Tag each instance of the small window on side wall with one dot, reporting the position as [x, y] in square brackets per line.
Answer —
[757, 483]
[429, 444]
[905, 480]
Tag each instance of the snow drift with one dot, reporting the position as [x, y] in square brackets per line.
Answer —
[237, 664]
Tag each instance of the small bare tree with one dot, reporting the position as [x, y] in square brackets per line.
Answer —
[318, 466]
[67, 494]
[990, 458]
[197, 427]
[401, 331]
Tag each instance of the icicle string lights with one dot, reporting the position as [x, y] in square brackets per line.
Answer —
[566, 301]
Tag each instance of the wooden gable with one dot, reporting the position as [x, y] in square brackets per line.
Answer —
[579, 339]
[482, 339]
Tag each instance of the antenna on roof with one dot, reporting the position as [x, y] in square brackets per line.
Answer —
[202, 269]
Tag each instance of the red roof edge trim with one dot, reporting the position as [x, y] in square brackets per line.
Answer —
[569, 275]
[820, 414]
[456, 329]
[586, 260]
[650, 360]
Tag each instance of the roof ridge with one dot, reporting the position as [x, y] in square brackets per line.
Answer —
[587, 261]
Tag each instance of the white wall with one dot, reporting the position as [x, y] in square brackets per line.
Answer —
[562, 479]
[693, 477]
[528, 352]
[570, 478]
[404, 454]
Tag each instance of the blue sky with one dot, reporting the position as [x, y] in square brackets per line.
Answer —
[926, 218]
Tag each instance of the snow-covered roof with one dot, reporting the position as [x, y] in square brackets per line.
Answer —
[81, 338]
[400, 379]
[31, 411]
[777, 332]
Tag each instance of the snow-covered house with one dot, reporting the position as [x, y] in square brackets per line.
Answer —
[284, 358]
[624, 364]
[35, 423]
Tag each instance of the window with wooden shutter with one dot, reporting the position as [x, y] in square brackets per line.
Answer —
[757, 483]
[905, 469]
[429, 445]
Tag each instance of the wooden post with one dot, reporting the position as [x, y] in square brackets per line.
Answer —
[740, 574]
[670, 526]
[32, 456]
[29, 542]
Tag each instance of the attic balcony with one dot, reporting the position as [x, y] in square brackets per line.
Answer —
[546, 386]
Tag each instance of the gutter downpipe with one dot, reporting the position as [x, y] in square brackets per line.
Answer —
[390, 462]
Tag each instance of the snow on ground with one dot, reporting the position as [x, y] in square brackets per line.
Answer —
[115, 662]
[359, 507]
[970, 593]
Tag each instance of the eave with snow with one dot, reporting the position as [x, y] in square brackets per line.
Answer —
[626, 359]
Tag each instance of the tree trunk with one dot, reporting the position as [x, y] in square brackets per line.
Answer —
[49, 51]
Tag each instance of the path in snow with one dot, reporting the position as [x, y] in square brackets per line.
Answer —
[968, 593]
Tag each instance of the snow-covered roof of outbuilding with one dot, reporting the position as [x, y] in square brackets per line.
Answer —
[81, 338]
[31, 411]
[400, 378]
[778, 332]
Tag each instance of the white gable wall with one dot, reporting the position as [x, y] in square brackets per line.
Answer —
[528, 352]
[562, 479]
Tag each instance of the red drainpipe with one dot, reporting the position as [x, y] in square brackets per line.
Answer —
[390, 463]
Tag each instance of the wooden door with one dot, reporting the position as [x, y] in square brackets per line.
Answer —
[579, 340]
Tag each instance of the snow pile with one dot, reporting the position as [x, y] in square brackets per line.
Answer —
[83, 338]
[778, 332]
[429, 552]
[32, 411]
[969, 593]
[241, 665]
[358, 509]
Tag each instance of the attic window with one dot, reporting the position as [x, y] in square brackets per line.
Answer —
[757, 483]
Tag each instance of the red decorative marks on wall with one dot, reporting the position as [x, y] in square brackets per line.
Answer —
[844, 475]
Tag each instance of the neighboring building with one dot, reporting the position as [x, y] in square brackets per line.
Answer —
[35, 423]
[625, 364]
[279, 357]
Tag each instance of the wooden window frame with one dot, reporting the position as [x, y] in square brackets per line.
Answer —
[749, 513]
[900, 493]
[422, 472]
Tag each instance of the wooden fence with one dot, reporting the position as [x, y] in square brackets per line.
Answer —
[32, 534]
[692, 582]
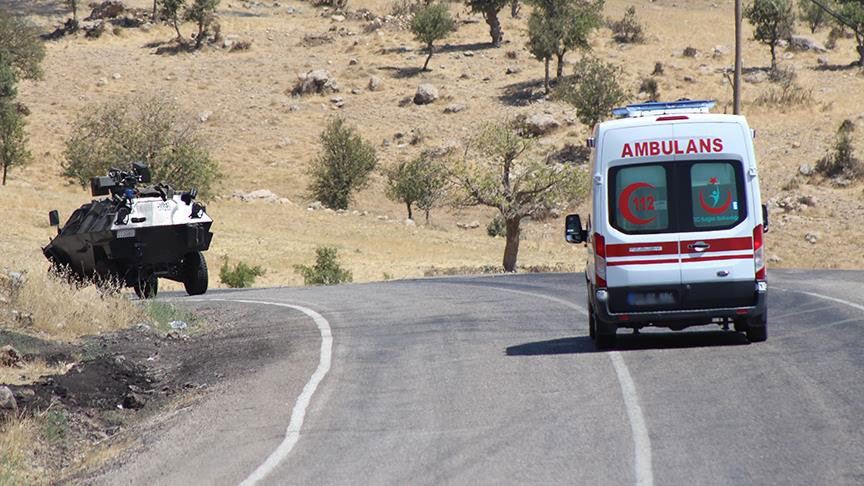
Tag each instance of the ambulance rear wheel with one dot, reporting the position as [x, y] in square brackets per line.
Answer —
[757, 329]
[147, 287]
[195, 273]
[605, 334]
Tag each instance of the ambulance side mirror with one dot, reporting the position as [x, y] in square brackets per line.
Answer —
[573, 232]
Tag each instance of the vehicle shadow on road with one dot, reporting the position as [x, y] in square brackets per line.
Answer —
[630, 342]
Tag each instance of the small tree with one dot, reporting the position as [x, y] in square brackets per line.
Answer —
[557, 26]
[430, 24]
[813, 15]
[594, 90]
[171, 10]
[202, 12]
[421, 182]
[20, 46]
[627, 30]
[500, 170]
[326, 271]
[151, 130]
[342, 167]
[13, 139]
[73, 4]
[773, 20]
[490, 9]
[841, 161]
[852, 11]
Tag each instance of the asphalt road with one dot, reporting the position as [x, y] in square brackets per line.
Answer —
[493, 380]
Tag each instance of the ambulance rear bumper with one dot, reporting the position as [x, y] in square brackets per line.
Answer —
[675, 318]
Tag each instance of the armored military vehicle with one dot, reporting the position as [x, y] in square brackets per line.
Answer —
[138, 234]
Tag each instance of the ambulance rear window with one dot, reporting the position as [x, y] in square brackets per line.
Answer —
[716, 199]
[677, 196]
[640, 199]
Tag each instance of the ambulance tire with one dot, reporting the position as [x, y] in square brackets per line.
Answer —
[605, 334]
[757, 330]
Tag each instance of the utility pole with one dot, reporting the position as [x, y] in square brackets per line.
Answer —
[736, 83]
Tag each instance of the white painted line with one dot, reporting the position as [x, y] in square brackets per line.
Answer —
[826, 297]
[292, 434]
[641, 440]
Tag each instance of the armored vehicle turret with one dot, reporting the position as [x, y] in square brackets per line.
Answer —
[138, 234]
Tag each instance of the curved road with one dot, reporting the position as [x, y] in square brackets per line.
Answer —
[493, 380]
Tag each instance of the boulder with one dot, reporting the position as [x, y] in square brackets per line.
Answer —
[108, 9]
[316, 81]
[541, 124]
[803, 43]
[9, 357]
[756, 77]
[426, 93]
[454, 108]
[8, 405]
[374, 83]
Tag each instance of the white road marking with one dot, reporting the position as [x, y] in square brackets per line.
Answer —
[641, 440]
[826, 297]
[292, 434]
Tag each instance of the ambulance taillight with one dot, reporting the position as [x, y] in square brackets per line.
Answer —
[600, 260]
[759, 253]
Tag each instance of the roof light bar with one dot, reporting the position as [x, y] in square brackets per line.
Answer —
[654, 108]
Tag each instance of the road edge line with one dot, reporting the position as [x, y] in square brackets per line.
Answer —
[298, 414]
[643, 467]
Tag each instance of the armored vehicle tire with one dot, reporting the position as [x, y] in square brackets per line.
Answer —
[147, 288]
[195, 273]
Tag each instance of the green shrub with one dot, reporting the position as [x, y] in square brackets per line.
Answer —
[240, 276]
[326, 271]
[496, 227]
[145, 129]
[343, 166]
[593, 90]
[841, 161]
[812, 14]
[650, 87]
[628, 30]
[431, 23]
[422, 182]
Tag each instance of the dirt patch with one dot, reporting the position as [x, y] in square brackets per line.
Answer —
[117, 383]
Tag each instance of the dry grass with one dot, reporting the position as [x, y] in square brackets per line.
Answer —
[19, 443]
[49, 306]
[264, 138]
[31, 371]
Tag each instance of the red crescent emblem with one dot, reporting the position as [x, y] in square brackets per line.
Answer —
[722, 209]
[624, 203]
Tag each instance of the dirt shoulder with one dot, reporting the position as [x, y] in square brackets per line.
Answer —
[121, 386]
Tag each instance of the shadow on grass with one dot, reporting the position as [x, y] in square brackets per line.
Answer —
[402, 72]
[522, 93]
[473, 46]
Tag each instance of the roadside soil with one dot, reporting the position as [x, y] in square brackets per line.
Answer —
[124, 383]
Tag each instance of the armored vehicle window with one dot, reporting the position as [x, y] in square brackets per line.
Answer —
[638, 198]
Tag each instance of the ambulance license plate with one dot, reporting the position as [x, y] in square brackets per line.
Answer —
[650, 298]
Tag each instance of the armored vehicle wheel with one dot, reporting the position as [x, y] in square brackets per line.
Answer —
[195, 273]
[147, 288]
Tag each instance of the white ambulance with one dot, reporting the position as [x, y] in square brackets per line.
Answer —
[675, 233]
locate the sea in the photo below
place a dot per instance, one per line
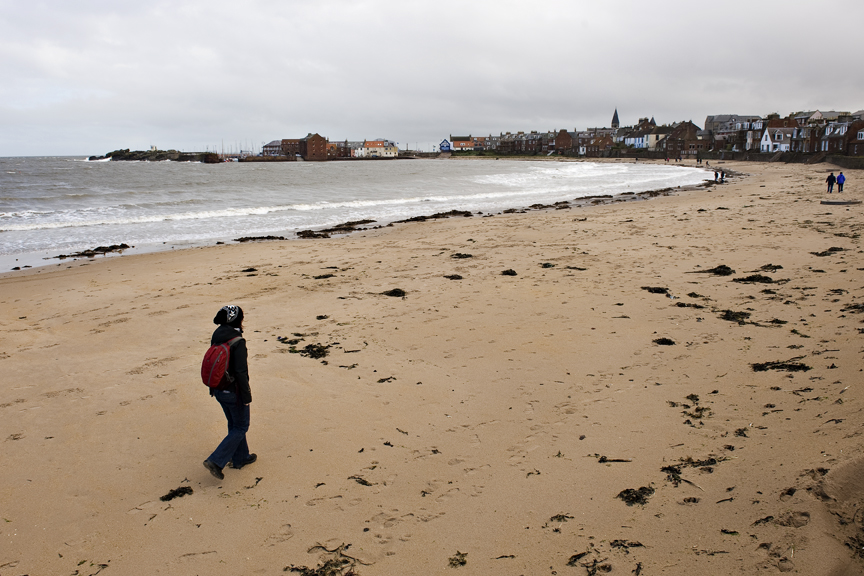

+--

**YOUR ASSIGNMENT:** In the material above, how many lines include the word "dirt"? Answer with the number only.

**RESPONSE TO THIS TASK:** 2